- _Dataset content_
────

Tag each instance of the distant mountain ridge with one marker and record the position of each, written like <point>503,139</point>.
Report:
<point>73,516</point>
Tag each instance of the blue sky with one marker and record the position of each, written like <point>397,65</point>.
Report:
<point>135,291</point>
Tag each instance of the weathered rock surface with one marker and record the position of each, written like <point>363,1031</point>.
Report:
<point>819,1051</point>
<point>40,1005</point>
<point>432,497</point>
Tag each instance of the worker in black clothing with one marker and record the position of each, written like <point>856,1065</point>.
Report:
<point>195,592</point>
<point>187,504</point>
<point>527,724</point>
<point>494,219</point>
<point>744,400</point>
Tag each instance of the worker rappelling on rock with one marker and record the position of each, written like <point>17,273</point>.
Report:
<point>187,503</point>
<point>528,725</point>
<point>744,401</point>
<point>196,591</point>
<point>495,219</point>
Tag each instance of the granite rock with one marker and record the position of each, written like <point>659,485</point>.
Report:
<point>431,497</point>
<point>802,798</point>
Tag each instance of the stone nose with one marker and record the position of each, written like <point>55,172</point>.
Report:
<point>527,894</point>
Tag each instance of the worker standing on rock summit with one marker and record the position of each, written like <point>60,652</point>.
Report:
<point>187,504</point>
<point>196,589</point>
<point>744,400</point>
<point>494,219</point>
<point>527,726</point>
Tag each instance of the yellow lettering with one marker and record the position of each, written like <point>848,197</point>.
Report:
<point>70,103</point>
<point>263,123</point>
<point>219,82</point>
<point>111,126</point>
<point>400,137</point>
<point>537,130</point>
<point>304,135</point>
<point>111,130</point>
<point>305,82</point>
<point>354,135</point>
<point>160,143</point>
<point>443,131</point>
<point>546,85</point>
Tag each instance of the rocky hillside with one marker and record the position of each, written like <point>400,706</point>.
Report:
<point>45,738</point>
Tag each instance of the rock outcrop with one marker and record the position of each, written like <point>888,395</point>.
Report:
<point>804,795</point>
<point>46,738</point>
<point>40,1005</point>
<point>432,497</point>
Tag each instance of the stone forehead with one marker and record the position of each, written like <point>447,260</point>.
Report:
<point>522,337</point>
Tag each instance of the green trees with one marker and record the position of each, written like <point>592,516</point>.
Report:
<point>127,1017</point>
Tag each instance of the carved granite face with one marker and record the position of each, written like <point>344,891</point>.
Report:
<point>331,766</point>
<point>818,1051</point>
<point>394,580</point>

────

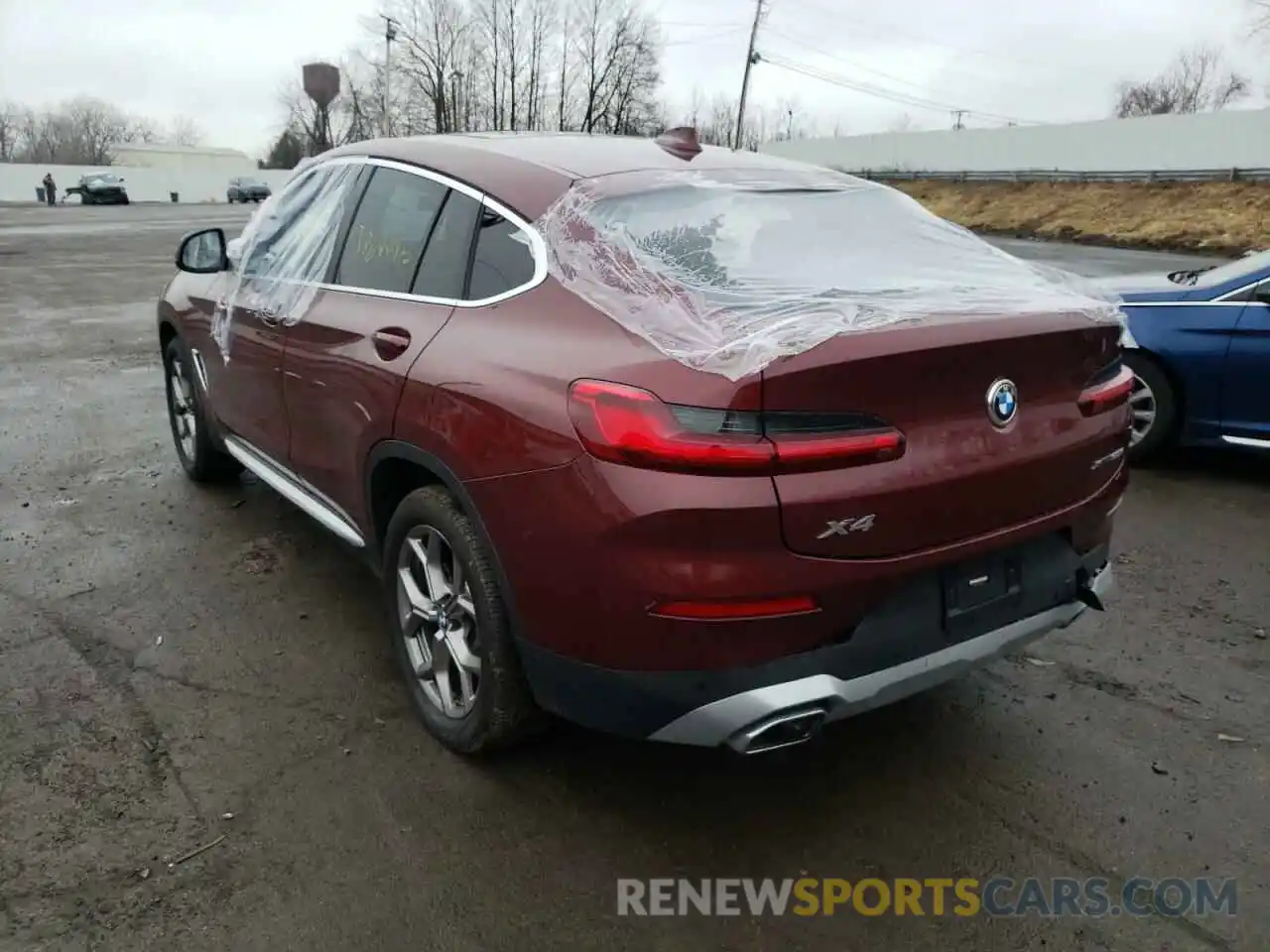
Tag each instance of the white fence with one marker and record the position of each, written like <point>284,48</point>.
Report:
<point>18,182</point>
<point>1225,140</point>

────

- _Try it_
Your answer must be a copy of every line in the data above that holds the string "stone".

- _The completed task_
Tag each instance of the stone nose with one marker and record the position of each, written like <point>55,172</point>.
Tag each instance of the stone forehead with one marker and record the position of each, written like <point>447,260</point>.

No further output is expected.